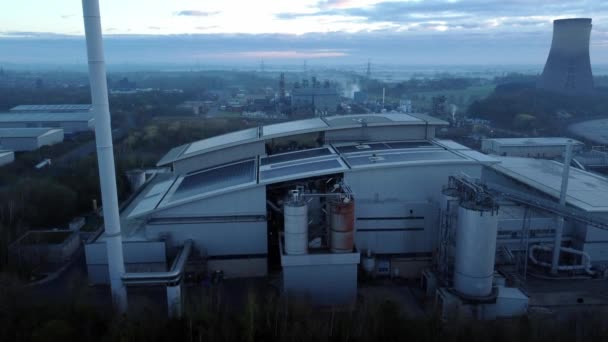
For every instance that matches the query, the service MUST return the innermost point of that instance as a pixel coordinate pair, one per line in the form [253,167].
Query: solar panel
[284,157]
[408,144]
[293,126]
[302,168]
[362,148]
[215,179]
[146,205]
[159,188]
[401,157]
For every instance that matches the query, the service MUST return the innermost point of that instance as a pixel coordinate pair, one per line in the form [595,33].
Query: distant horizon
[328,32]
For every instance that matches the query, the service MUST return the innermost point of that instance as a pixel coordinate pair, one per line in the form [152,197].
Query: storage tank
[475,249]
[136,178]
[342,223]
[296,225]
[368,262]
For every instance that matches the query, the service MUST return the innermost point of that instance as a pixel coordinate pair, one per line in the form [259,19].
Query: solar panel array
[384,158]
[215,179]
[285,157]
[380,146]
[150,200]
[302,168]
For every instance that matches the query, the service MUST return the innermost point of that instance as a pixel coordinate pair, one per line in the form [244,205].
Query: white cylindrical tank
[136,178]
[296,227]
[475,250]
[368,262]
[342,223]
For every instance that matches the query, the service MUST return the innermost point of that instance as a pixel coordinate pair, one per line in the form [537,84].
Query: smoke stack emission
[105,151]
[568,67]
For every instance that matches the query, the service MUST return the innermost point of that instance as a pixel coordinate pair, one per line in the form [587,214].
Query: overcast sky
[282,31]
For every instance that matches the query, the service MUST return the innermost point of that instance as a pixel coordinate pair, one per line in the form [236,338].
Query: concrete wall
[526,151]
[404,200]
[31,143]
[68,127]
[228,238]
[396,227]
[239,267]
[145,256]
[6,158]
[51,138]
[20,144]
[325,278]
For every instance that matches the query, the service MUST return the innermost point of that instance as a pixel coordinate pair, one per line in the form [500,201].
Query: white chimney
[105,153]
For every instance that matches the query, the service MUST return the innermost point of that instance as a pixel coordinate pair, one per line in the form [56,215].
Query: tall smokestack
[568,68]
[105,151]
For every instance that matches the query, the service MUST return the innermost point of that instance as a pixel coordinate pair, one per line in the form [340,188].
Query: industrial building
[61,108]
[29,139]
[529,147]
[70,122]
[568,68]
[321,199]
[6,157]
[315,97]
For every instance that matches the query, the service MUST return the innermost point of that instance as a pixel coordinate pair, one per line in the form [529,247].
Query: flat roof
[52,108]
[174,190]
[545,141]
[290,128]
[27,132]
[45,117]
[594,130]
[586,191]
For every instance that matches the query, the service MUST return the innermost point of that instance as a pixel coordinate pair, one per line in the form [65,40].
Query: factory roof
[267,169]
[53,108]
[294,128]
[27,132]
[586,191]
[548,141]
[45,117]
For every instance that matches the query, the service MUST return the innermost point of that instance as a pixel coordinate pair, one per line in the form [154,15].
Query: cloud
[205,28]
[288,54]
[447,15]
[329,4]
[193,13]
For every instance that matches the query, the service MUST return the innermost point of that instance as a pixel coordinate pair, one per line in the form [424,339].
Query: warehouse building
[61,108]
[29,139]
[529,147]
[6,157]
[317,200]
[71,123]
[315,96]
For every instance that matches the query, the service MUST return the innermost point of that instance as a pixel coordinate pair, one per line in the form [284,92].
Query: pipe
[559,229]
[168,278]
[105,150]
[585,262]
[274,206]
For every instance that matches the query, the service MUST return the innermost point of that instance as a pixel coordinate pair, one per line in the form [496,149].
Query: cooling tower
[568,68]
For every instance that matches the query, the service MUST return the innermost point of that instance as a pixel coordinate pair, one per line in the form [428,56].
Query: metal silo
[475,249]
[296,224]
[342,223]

...

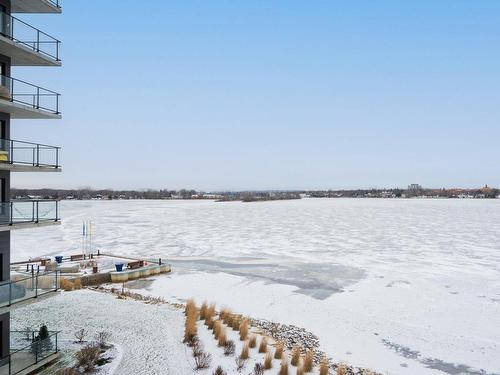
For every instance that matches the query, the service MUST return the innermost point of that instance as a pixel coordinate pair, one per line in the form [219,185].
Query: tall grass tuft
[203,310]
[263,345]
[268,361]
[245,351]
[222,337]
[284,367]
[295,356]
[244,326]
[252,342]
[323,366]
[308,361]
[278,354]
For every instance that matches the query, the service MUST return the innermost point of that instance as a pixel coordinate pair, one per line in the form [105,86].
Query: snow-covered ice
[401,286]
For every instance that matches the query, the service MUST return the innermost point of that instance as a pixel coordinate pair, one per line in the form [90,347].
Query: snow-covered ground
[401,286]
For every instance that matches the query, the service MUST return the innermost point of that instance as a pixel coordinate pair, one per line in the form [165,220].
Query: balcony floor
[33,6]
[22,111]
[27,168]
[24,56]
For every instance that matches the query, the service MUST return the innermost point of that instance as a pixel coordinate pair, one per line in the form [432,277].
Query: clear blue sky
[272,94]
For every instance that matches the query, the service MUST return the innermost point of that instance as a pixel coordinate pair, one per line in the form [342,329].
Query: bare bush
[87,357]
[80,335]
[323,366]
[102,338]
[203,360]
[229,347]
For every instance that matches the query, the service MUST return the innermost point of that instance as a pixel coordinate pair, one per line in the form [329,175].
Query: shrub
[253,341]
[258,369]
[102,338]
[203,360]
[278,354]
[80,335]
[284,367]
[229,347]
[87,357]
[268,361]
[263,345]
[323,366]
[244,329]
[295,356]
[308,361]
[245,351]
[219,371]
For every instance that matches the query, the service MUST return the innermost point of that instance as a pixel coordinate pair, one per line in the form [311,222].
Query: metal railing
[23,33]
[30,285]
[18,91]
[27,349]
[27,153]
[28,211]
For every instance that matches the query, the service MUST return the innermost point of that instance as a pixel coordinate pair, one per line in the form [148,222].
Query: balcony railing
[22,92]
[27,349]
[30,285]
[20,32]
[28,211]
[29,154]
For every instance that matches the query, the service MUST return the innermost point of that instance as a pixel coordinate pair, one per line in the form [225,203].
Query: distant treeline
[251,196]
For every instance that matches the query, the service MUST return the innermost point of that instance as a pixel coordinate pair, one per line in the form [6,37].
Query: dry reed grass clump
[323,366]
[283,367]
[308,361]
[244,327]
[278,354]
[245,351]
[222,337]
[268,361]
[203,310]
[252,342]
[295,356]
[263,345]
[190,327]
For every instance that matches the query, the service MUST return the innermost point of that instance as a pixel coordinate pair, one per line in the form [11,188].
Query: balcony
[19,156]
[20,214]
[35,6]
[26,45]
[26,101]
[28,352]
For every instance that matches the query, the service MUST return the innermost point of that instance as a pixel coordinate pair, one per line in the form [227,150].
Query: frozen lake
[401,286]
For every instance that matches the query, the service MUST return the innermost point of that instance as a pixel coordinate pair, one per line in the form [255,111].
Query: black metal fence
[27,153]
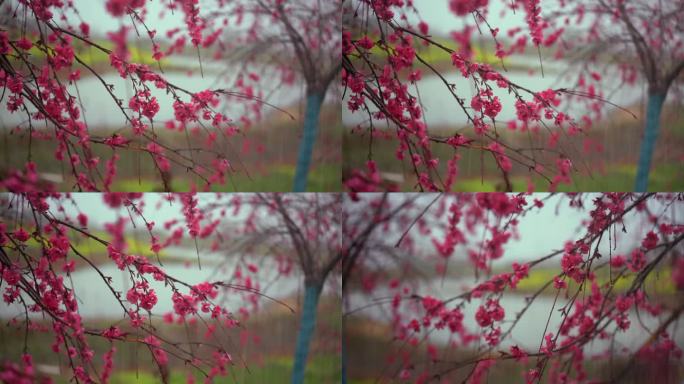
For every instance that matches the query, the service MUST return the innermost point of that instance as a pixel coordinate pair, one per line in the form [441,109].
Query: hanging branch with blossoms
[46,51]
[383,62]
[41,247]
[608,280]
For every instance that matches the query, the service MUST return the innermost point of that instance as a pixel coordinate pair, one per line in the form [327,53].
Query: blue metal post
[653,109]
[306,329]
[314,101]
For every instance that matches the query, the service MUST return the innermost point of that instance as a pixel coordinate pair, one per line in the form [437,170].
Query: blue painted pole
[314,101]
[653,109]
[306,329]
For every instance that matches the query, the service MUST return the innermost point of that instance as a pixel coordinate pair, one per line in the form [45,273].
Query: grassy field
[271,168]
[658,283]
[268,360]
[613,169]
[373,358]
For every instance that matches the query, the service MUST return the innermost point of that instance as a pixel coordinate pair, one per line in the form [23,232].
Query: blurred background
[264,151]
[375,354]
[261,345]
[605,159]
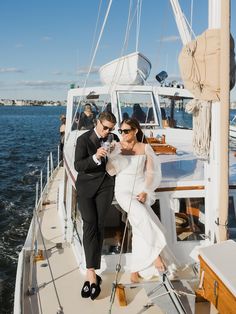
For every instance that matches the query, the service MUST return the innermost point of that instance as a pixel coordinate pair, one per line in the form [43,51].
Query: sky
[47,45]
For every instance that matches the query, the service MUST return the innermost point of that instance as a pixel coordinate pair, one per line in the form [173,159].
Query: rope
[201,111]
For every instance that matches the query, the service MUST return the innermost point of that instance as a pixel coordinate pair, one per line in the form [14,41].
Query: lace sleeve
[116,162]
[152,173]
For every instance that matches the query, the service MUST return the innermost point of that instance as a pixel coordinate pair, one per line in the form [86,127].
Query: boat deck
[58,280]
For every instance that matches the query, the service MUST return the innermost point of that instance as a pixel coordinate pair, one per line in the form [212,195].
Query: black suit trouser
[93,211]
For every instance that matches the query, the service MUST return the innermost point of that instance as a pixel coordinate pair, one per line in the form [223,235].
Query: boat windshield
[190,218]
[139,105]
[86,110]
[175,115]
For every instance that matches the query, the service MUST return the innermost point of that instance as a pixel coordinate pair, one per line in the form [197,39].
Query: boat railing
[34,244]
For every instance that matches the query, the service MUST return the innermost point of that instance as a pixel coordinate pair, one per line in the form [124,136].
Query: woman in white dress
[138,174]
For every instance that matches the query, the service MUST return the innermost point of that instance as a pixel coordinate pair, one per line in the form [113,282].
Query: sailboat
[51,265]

Short task: Count the lines in the data above that contain the string "railing", treating uppercase and lowercase as different. Give only the number.

Exercise answer: 3